Bien forcé d’abandonner : le modèle et l’idée ont disparu, plus rien à regarder. Il tente de prolonger son travail par l’observation de ses souvenirs, là-bas, au fond, derrière l’écran de l’immédiat, mais ils s’épuisent bientôt. Alors comme dans la vie, il regrette de n’avoir pas pu aller plus loin lorsqu’il pouvait encore poser son regard, de n’avoir pas su faire plus attention. Il le regrettera toujours et vivra dans ce manque et cette sensation d’in-fini. De non fini.
Soit, on abandonne dessin, toile, ou modèle, mais pas son sujet. On retourne compulsivement à l’idée fixe. On n’efface rien et on recommence. La peinture (quand on ne lui ment pas, évidemment) se fond tellement dans l’existence qu’elle en est une allusion permanente, par conséquent toujours contemporaine.
Comme elle, la vie sera inévitablement inachevée, laissée, lâchée en route. Dessin, vie, peinture : à peine engagés, et déjà provisoires.

▶ Série d'exercices:
**1.** Répondez brièvement aux questions suivantes sur le texte consacré à la peinture.
(a) Qu'est-ce qui a disparu lorsqu'il est forcé d'abandonner ?
(b) Qu'est-ce qu'on n'abandonne pas, même en laissant dessin, toile ou modèle ?
(c) Quels trois termes sont dits « à peine engagés, et déjà provisoires » ?
**2.** Recopiez fidèlement le passage du texte sur la peinture allant de « Soit, on abandonne » jusqu'à « et déjà provisoires. » inclus.
Appuyez-vous uniquement sur le texte ci-dessus.

▶ Lignes de données:

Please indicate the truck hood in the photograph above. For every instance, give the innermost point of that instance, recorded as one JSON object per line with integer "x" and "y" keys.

▶ Réponses aux consignes:
**1.**
(a) Le modèle et l'idée.
(b) Son sujet.
(c) Dessin, vie, peinture.

**2.**
Soit, on abandonne dessin, toile, ou modèle, mais pas son sujet. On retourne compulsivement à l’idée fixe. On n’efface rien et on recommence. La peinture (quand on ne lui ment pas, évidemment) se fond tellement dans l’existence qu’elle en est une allusion permanente, par conséquent toujours contemporaine.
Comme elle, la vie sera inévitablement inachevée, laissée, lâchée en route. Dessin, vie, peinture : à peine engagés, et déjà provisoires.